**Data:**
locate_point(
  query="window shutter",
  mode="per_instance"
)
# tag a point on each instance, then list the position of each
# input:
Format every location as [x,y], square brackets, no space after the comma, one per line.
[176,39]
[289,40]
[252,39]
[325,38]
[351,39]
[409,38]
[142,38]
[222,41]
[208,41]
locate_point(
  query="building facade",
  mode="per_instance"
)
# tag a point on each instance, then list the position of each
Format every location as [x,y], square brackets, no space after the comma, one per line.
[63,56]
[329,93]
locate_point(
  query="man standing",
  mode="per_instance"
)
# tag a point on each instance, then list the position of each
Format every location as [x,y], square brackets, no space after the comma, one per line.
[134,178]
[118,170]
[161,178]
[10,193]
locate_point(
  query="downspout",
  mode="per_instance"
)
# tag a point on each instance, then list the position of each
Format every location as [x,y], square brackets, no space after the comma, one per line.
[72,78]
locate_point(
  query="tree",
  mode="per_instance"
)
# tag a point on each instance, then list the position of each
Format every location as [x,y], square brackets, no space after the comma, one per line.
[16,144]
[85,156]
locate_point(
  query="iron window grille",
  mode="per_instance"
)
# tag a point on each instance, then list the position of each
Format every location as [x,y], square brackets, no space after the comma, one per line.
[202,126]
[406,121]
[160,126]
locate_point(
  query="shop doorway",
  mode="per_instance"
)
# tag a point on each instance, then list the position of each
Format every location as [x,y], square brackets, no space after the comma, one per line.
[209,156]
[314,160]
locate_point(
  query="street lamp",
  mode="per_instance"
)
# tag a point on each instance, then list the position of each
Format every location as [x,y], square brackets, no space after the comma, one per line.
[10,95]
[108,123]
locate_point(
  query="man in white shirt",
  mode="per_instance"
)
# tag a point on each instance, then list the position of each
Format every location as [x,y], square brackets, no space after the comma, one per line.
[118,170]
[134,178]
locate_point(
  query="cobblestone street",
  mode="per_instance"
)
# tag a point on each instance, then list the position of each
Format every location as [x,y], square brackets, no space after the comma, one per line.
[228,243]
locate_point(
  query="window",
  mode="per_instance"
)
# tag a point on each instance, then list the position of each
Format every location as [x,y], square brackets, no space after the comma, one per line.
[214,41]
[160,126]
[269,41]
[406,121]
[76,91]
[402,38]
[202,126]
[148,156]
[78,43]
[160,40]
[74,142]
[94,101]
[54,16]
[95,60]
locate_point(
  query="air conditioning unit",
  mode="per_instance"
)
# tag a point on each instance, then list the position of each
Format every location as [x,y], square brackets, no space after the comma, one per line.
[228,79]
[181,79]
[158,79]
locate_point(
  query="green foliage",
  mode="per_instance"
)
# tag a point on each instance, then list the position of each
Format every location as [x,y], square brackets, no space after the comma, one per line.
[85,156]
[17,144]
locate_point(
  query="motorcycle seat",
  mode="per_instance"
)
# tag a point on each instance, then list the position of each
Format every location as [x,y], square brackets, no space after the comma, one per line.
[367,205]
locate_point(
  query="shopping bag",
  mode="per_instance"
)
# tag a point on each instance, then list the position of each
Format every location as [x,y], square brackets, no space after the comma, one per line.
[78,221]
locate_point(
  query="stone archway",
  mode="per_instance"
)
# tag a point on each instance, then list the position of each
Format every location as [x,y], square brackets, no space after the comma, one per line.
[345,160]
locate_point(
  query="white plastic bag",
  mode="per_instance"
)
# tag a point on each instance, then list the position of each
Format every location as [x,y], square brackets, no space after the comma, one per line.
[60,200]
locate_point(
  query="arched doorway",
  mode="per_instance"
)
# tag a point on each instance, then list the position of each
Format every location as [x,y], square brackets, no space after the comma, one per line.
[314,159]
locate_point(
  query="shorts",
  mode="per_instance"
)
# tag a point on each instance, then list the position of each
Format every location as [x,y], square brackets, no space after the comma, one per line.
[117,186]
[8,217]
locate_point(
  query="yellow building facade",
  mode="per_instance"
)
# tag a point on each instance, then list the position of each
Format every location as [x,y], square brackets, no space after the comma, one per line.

**Problem description:**
How many lines in the listing contain the word "building"? Reply with the number alone.

**Correct output:**
2